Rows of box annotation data
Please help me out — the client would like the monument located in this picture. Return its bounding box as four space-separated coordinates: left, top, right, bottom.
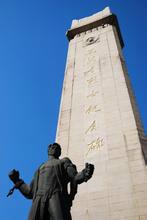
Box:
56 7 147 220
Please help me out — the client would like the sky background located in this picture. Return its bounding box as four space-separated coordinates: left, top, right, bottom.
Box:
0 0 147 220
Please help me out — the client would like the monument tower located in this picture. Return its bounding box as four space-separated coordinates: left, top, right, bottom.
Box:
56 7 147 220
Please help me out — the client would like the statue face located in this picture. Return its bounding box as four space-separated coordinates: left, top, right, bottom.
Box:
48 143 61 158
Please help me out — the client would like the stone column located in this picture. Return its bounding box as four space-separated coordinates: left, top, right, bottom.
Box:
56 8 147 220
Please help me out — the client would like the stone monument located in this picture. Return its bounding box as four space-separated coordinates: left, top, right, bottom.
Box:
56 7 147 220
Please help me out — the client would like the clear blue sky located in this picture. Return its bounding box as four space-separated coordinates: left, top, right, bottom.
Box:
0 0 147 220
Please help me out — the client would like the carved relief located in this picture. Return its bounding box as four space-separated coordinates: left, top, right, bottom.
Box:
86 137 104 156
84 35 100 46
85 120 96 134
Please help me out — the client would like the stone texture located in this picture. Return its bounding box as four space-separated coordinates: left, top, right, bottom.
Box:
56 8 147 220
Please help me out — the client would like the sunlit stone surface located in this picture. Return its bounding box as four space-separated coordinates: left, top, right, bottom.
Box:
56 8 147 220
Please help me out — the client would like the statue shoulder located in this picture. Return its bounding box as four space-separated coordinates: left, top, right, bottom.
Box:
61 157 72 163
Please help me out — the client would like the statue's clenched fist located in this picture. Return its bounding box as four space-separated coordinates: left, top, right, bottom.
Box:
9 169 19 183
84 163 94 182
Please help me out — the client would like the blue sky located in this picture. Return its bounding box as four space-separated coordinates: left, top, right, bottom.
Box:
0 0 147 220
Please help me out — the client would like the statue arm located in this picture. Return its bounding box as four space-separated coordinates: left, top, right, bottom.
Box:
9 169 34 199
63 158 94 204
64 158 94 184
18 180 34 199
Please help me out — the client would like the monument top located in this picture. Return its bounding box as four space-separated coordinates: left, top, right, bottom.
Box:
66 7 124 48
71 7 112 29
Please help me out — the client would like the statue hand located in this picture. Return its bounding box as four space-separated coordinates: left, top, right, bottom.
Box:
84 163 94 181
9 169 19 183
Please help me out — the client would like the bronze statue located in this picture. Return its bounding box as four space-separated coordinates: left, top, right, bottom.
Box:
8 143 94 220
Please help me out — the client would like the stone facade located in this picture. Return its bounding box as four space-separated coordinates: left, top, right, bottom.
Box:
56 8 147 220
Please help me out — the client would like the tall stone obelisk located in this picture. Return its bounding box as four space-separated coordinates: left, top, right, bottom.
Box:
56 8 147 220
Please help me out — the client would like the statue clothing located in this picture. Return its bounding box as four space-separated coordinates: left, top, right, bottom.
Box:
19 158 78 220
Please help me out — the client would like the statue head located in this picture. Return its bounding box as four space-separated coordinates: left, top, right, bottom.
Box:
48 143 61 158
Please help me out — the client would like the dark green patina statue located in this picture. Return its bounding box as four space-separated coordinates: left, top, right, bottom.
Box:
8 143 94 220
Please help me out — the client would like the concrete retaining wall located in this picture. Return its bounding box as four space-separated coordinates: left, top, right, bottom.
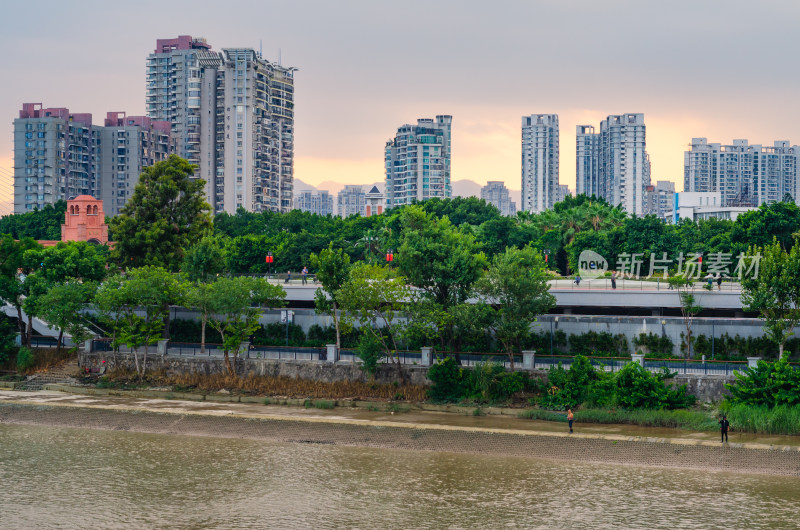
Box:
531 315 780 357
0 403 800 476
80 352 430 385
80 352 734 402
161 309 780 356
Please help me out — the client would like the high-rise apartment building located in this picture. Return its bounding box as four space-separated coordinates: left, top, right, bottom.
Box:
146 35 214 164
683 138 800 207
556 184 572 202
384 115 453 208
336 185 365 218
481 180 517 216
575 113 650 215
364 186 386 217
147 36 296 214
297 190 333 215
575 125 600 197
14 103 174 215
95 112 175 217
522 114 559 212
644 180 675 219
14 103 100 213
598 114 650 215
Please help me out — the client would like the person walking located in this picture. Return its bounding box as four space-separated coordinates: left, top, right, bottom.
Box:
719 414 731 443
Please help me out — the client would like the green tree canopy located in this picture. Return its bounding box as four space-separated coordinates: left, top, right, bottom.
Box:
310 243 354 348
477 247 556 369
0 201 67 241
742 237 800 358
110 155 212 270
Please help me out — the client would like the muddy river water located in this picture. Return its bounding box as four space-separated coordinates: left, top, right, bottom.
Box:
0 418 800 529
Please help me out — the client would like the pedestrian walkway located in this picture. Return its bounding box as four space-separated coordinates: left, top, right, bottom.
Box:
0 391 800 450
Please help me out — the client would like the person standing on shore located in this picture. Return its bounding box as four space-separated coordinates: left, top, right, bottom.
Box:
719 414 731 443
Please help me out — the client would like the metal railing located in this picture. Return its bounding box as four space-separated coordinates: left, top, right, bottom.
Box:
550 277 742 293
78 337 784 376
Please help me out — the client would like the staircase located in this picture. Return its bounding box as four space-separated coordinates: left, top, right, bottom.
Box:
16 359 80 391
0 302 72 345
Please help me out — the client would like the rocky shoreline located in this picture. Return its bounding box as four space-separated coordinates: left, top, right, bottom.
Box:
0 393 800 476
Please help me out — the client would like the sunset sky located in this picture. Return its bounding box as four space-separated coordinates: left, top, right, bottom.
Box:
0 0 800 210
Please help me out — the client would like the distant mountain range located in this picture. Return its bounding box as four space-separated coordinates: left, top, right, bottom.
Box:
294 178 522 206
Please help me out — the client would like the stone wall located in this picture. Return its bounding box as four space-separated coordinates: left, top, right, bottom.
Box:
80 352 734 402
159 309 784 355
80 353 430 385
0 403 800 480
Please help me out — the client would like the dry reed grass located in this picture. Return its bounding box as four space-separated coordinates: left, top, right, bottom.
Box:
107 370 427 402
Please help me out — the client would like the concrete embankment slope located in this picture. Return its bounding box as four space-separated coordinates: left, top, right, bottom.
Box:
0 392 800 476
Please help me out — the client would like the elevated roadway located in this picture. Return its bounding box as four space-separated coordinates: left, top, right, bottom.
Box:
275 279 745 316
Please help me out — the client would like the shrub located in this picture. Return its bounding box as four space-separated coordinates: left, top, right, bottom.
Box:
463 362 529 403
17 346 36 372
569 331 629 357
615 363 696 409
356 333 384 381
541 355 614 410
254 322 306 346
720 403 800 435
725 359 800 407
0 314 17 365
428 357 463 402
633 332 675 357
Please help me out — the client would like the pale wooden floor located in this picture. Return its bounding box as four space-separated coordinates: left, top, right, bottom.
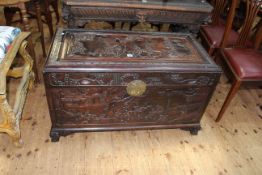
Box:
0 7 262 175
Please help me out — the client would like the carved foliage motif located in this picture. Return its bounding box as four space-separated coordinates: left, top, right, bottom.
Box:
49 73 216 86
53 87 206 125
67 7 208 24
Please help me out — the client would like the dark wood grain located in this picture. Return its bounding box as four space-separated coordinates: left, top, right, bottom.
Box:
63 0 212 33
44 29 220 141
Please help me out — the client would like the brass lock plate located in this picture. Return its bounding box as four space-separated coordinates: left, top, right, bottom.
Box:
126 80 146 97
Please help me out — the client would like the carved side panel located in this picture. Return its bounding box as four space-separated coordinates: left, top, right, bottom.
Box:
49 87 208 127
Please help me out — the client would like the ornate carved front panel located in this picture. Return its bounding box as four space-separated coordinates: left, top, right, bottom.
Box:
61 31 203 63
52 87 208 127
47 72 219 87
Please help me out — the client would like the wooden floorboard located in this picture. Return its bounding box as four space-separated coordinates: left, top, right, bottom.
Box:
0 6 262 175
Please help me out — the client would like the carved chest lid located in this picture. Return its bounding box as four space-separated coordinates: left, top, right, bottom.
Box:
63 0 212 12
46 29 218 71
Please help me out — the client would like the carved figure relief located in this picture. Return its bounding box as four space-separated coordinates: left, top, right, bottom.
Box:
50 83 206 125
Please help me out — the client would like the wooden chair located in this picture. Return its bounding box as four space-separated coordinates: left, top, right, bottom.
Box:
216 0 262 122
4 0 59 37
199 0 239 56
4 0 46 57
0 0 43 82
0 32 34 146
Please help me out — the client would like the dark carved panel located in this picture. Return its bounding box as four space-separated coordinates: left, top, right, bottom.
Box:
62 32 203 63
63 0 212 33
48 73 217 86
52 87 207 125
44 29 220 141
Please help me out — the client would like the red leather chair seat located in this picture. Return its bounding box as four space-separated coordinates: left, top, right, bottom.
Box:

Your instructions
Copy the listing from the line with "Please help me out — the client would like the rocky" through the line with "0 392 800 476", swapping "concrete" for "gravel" and keeping everything else unchanged.

Response to this task
Please help me out — the client would like the rocky shoreline located in this picture. Return its bounding box as four space-separated coordinates: left, top, right, bottom.
Box:
0 393 800 476
Please help me out — the client would like the sunset sky located in this picture. Return its bounding box as four space-separated coordinates: left, top, right, bottom.
Box:
0 0 800 210
Please help me out — the client would like the distant mountain range located in this picture. Return its bounding box as four space-separated coordinates: left, top, right, bottom.
Box:
294 178 522 206
Please help me out — the client would like the stone wall located in this picture. Return its bounding box as four space-separated coordinates: left, top, right, bottom.
Box:
80 352 734 402
159 309 784 355
80 353 430 385
0 403 800 480
Please help me out — the client would like the dry reed grass located in this picture. Return its bounding box as four space-separated coordinates: left, top, right, bottom.
Box:
107 370 427 402
Please help me out — the client would like the gravel embankment slope located in this picture. Return its bounding box as four space-separated coordinates: left, top, right, bottom.
Box:
0 392 800 476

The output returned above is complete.